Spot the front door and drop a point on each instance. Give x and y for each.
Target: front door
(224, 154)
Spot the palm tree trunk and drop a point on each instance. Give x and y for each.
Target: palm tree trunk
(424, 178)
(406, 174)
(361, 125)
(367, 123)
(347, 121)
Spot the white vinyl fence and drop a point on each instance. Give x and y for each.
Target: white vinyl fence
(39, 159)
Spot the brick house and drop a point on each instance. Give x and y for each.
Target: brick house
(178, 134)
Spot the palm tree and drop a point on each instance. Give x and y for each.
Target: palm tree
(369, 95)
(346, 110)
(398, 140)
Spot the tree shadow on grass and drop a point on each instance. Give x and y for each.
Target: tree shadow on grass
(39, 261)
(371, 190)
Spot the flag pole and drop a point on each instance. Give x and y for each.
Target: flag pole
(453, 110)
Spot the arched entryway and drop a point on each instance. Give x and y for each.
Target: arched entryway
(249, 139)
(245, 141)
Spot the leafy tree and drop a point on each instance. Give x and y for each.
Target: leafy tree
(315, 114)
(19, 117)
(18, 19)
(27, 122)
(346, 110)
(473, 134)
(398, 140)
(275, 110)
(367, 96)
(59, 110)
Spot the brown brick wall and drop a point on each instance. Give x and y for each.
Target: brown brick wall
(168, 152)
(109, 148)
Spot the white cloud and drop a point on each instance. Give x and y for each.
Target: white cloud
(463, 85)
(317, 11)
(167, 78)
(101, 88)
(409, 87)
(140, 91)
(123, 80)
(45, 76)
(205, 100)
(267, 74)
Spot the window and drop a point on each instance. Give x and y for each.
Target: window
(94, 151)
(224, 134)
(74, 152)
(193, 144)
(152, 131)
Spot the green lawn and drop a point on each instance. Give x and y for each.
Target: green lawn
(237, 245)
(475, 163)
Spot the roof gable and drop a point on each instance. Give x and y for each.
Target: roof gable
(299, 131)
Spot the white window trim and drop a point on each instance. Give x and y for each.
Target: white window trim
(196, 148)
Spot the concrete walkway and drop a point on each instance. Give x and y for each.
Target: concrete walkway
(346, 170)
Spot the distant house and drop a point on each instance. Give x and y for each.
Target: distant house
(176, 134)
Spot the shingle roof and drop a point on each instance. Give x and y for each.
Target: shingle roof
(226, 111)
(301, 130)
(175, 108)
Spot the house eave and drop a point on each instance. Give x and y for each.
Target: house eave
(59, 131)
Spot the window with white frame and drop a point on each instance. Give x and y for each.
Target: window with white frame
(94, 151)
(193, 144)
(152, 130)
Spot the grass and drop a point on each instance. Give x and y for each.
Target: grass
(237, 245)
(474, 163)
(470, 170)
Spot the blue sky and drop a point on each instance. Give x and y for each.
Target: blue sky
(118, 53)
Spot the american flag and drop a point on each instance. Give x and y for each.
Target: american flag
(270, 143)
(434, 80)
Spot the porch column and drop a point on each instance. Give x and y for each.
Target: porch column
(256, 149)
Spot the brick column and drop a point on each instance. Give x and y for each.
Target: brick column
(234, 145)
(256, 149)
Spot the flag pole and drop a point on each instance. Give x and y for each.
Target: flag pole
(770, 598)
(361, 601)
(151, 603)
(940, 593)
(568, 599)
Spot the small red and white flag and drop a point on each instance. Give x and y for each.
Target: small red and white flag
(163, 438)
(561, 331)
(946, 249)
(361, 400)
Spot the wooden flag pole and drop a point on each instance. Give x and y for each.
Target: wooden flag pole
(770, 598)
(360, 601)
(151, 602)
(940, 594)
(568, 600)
::::
What you need to do » Transcribe the whole listing word for word.

Task output »
Spot the front door and drop a point on each instance. Give x and y for each.
Target: front door
(224, 154)
Spot the palm tree trunk and drop a point on each instance. Give x and y for each.
Target: palm tree trunk
(424, 178)
(406, 174)
(361, 125)
(367, 123)
(347, 121)
Spot the white vinyl fence and drop a point on each instance. Give x and y for each.
Target: white vinyl fence
(39, 159)
Spot the brick house and drop a point on each instance. Give x and y for each.
Target: brick house
(178, 134)
Spot the palm tree and drop a point on each instance. Give x and y for each.
Target: palm tree
(369, 95)
(346, 110)
(398, 140)
Spot the tree shadow on grass and drop a point on each instance. Give x and y for each.
Target: tree shadow on grass
(39, 261)
(371, 190)
Spot the flag pole and drop a point on each instance. Give x and y for each.
Target: flag pole
(453, 110)
Spot the arched entryway and drop a point on each instance. Give x and y for each.
Target: arched entryway
(249, 139)
(245, 141)
Spot the leafy tree and drop a point on each instance. Give x and y for each.
Target: leafy tree
(315, 114)
(19, 117)
(18, 19)
(27, 122)
(346, 110)
(473, 134)
(398, 140)
(275, 110)
(367, 96)
(59, 110)
Spot the brown brick wall and drop a point on each instance. Give x and y for each.
Target: brown brick wall
(168, 152)
(109, 148)
Spot the white cloud and drop a point on each instance. Give x and y for each.
Target: white cloud
(463, 85)
(317, 11)
(167, 78)
(101, 88)
(409, 87)
(140, 91)
(123, 80)
(45, 76)
(205, 100)
(267, 74)
Spot the window and drop a point on each instance. Give x and y for each.
Target: window
(94, 151)
(224, 134)
(74, 152)
(193, 144)
(152, 131)
Spot the green lawn and drop a point on each instance. Give x and y for each.
Target: green lawn
(237, 245)
(475, 163)
Spot the roof gable and drop a point on each instance. Give x and y for each.
Target: roof gable
(299, 131)
Spot the white window trim and drop a point on each instance. Give x and y for each.
Target: white window trim
(196, 148)
Spot the concrete walkway and drop a point on each instance. Give x and y for each.
Target: concrete walkway
(346, 170)
Spot the distant house and drop a point on each instance. Give x and y for each.
Target: distant house
(176, 134)
Spot the shingle roof and drop a point on each instance. Give x and y for each.
Target: shingle roof
(226, 111)
(301, 130)
(175, 108)
Spot the house eave and drop a point on each instance. Give x and y for each.
Target: house eave
(59, 131)
Spot the window with white frame and drop a point on each instance. Give x and y for each.
Target: window with white frame
(94, 151)
(193, 144)
(152, 130)
Spot the grass and drop a point on each instance. Give x and y for each.
Target: grass
(237, 245)
(474, 163)
(470, 170)
Spot the blue sky and drop a point on each instance. Give x and y for each.
Target: blue sky
(118, 53)
Spot the american flag and drop a point on each instance. Give x and y for each.
Target: american flag
(270, 143)
(434, 80)
Spot the porch column and drop a point on each instance. Give x and y for each.
Target: porch column
(256, 149)
Spot the brick column and drop a point on each instance. Give x and y for each.
Target: brick column
(234, 145)
(256, 149)
Spot the flag pole and drop a point on each instance. Give x and y for each.
Target: flag pole
(770, 598)
(361, 601)
(151, 603)
(940, 593)
(568, 599)
Spot the small red and white flag and drop a point on each instance. Give x and y for each.
Target: small red and white flag
(163, 438)
(561, 331)
(946, 249)
(361, 400)
Spot the wooden flag pole and drop a point on each instance. Give x and y for each.
Target: wooden flag pole
(770, 598)
(360, 601)
(151, 602)
(940, 594)
(568, 600)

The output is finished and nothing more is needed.